Texto de lectura >>
***

Entrevista:
Guillermo Villalobos
Texto:
Marcelo Rodríguez *
Urbano Moraes, dice, no
quiere que se haga un mito de Eduardo Mateo. Sin embargo el respeto que le
guarda y, sobre todo, el misterio que aquella figura sigue representando para
él, parecen querer quebrar esa voluntad.
Urbano fue el bajista de varias de las formaciones de
Mateo: El Kinto, en 1967; la malograda
La Morsa –“nunca
llegamos a tocar”–; Tres Bigotes y una
Mosca (1982), y La máquina del tiempo,
después del regreso definitivo a su país en 1986, luego de un accidentado
periplo. Tocó con varios grandes de la música rioplatense (como Rubén Rada y
Hugo Fattorusso) y conoció los circuitos europeos antes de dedicarse a hacer su música en su país:
- Necesito a la
gente, necesito mi espacio conocido para poder cantar y mostrar lo mío.

***

Listado de datos >>
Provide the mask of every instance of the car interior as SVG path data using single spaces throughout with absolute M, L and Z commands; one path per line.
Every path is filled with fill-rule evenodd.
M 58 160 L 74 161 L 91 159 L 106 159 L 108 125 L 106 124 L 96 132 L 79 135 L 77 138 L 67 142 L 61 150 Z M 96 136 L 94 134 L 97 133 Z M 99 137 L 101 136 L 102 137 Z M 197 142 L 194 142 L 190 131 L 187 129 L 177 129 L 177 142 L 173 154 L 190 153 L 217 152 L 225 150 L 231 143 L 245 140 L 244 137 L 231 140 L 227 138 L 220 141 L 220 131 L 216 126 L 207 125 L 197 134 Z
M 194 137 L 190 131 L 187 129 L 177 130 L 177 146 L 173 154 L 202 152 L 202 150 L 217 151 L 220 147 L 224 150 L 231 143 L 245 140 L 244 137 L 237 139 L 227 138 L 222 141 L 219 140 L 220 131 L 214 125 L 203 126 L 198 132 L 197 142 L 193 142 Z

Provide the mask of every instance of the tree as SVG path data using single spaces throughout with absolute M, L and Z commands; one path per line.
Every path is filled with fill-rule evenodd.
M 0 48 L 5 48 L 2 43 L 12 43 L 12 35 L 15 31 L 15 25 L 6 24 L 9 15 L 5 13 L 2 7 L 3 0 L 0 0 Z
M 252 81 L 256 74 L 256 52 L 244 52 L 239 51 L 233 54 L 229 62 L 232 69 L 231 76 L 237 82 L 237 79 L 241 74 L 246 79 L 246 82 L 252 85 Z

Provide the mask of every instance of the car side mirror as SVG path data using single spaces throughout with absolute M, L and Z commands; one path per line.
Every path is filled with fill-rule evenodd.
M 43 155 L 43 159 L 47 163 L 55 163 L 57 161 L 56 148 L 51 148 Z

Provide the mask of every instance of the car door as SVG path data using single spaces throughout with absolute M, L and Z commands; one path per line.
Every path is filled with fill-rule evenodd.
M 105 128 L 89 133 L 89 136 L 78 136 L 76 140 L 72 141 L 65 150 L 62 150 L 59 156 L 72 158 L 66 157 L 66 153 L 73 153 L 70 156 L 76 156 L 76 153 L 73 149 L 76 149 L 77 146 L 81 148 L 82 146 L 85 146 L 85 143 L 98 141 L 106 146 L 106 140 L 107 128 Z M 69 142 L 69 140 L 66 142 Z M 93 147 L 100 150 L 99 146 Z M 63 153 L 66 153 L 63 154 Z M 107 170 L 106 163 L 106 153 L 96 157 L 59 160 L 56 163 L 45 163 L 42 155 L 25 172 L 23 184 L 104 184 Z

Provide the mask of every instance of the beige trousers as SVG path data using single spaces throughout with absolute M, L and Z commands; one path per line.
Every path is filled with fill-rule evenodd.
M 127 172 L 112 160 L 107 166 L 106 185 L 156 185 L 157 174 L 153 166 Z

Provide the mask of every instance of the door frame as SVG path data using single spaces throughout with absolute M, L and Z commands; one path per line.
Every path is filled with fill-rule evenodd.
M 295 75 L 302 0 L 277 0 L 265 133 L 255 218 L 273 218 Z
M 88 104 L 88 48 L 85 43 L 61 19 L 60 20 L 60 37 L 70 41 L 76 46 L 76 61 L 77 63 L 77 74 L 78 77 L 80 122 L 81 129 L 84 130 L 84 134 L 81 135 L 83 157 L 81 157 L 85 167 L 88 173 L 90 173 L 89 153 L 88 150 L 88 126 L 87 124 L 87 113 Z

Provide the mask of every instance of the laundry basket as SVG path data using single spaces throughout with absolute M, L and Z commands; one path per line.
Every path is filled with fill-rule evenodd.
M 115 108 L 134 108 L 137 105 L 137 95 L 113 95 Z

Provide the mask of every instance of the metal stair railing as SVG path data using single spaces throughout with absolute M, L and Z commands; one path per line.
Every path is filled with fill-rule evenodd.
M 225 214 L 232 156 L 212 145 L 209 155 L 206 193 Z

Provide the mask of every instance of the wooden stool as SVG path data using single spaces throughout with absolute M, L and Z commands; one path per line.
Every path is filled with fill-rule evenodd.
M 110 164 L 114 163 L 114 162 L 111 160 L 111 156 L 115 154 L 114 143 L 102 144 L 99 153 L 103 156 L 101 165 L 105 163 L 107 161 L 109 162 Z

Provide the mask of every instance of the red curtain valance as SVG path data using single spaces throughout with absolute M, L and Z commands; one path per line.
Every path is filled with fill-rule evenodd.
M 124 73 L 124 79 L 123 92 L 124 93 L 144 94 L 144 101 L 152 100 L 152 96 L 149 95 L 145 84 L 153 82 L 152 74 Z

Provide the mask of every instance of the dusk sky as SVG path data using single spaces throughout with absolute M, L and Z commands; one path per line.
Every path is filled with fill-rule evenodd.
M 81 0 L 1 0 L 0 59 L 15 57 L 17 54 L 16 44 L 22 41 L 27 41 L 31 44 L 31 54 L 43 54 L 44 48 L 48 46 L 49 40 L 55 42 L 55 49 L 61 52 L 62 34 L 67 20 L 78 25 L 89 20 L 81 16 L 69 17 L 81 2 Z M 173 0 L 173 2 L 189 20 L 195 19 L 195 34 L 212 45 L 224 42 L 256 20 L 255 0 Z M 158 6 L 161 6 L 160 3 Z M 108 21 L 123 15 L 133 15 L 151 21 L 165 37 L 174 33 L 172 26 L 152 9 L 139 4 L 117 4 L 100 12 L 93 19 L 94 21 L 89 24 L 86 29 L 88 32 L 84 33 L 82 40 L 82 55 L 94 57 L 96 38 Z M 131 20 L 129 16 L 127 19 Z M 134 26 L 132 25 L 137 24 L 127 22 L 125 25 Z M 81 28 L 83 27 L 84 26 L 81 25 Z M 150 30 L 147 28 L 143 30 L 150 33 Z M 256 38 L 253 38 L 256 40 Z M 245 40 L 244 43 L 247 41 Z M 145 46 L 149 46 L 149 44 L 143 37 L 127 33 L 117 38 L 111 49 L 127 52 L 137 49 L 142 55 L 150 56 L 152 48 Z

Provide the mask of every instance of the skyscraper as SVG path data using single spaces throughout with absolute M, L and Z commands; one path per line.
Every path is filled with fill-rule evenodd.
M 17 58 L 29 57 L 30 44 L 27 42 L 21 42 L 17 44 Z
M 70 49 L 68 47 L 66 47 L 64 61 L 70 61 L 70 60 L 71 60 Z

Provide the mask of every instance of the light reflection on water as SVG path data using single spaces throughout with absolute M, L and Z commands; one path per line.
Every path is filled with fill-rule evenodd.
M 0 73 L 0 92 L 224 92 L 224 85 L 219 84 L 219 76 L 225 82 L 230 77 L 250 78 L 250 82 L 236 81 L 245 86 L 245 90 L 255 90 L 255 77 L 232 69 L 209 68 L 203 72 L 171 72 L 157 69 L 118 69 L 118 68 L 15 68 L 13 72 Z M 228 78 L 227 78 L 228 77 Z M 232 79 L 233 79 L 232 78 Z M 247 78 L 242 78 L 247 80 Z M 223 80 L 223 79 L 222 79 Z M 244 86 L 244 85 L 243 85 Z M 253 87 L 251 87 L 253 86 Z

***

Consigna >> Según el texto de lectura, ¿qué papel tuvo Urbano Moraes en las formaciones de Eduardo Mateo?

Respuesta >> Fue el bajista de varias de ellas.